→ **Task instructions**:
Identify the line in which "Where can you see the dark" appears, then reproduce that line and all remaining lines of the records word for word.

━━━━━ Entries ━━━━━

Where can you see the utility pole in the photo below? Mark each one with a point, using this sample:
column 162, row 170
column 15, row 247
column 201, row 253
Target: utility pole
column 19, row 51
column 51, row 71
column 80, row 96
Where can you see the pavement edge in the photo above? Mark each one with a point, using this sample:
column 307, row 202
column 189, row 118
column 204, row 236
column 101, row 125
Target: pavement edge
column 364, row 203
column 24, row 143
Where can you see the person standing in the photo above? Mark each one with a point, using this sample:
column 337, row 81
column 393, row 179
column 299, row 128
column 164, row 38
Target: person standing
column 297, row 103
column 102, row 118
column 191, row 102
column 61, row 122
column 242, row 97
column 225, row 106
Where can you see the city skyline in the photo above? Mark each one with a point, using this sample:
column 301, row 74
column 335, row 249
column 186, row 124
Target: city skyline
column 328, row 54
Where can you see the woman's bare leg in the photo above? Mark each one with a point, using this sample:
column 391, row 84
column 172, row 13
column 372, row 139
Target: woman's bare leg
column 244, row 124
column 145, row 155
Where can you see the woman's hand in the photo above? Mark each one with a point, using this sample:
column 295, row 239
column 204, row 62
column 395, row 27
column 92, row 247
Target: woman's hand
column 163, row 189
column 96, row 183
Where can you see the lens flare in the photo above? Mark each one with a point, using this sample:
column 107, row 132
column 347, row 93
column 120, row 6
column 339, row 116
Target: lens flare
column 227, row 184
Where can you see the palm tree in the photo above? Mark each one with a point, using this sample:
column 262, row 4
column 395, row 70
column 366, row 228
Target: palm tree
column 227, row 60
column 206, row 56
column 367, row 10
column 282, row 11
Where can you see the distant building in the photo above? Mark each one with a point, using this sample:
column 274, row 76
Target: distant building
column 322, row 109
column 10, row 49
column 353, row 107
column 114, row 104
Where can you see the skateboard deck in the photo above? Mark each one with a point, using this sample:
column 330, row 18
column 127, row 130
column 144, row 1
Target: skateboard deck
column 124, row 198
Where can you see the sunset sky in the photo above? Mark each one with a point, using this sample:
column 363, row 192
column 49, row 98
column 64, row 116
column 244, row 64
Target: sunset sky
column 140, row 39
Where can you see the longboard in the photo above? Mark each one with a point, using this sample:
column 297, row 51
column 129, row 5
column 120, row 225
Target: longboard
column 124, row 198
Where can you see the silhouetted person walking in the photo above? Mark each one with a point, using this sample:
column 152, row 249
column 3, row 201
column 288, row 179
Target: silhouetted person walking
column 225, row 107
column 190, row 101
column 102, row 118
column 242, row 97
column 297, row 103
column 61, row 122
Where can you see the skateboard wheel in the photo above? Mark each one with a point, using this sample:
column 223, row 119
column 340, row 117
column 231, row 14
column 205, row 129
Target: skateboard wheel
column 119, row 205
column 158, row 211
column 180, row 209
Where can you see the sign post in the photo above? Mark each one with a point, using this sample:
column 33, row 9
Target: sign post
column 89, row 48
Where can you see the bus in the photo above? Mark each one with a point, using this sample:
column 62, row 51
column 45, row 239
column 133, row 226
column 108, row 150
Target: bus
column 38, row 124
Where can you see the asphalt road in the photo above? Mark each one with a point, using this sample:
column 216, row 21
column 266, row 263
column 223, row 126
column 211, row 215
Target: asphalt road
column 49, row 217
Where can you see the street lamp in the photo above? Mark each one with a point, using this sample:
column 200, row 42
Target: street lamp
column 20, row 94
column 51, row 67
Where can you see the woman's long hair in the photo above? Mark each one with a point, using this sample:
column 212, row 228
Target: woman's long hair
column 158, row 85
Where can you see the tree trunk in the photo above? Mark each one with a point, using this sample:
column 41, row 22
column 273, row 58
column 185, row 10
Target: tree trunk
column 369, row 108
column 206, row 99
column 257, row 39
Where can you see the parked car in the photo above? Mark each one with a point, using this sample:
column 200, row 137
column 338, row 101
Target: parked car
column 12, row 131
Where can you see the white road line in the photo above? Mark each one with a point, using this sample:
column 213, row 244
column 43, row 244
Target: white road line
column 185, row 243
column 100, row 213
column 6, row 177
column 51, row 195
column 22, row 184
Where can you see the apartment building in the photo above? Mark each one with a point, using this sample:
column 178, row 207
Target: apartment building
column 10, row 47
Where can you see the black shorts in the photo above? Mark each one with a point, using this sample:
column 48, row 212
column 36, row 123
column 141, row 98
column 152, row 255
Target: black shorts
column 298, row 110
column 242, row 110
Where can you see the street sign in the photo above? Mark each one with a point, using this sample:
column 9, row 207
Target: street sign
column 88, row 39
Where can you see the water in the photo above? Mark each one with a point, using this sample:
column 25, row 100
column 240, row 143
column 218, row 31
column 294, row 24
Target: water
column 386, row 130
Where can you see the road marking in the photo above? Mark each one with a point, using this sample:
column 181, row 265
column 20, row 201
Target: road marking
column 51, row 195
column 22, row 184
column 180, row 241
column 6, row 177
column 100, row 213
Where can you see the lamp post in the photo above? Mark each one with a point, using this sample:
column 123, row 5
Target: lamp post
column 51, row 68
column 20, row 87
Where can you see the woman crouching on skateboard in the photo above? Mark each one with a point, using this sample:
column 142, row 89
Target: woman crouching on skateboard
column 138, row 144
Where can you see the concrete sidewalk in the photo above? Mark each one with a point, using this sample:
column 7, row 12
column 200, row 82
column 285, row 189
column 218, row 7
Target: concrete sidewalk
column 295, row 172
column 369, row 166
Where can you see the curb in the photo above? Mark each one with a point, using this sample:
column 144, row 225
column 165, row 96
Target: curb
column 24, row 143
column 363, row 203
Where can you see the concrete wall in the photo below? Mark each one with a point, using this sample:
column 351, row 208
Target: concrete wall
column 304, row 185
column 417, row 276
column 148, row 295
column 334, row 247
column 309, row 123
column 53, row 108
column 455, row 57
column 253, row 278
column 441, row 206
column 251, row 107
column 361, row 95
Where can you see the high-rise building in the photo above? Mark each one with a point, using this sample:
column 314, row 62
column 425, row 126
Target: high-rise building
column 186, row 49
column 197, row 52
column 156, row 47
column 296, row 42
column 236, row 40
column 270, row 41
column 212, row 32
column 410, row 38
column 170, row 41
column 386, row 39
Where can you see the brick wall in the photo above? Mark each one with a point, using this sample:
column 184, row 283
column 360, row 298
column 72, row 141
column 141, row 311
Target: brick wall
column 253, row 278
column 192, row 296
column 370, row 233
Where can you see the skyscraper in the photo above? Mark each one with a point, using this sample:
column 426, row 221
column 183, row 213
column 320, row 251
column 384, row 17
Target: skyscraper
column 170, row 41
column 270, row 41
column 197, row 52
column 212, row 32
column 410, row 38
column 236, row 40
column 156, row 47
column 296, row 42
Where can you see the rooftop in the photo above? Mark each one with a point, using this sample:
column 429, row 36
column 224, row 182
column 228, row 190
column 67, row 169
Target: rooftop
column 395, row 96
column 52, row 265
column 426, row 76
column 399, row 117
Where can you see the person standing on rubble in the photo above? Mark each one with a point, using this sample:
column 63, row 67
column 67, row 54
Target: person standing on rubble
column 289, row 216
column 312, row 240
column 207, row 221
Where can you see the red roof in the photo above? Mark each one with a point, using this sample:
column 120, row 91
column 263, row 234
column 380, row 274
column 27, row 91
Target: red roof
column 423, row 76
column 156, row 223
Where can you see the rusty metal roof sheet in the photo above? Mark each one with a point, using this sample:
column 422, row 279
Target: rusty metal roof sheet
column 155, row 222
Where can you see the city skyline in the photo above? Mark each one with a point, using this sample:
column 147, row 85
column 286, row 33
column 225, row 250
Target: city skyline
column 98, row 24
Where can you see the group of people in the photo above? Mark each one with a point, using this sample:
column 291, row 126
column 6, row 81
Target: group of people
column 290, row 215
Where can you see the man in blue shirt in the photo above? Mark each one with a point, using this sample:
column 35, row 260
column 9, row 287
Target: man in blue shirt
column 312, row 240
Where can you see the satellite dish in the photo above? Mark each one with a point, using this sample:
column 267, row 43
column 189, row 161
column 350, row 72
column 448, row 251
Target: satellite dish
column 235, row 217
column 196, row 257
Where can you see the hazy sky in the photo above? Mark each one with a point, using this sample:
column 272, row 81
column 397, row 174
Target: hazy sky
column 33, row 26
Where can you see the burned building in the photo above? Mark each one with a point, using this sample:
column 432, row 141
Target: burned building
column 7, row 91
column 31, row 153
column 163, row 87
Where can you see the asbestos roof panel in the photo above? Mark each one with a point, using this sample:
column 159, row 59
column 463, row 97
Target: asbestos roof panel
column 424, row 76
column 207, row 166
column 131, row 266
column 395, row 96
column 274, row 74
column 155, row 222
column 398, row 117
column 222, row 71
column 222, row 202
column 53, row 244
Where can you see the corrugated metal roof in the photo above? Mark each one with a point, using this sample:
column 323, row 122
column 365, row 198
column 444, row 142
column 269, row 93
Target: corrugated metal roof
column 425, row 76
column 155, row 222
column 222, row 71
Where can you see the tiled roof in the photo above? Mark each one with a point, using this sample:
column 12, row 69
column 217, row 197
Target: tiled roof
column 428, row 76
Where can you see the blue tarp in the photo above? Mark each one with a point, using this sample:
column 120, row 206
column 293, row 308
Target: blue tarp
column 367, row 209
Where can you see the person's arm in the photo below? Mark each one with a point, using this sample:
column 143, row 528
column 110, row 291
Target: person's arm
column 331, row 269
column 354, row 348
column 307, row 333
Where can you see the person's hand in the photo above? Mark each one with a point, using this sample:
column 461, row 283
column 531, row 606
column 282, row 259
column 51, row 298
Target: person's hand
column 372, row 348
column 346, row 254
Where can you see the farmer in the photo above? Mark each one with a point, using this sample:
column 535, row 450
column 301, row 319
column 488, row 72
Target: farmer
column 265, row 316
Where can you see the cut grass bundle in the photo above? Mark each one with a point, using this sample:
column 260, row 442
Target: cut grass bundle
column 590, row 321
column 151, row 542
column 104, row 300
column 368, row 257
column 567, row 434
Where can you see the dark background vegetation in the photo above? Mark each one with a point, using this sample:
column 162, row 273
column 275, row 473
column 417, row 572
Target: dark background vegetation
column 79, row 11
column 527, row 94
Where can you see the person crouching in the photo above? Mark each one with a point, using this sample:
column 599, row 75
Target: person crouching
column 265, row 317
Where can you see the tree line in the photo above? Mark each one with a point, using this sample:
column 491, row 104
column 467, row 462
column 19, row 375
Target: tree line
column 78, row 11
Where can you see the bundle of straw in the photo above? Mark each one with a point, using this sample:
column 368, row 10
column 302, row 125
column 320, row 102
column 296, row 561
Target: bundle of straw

━━━━━

→ **Completed task**:
Where can you see the dark background vegetation in the photo above? Mark each one with a point, using this sample:
column 162, row 273
column 275, row 473
column 417, row 572
Target: dark background vegetation
column 79, row 11
column 527, row 94
Where can you see the person crouching in the photo above? Mark each one with a point, using this sample:
column 599, row 75
Target: person crouching
column 265, row 317
Where can you see the tree line in the photo above? Mark each one with a point, using this sample:
column 491, row 104
column 467, row 462
column 19, row 375
Target: tree line
column 78, row 11
Where can you see the bundle of straw in the photo above? Mark each one with a point, using this sample:
column 368, row 10
column 302, row 125
column 320, row 102
column 296, row 561
Target: bundle of straw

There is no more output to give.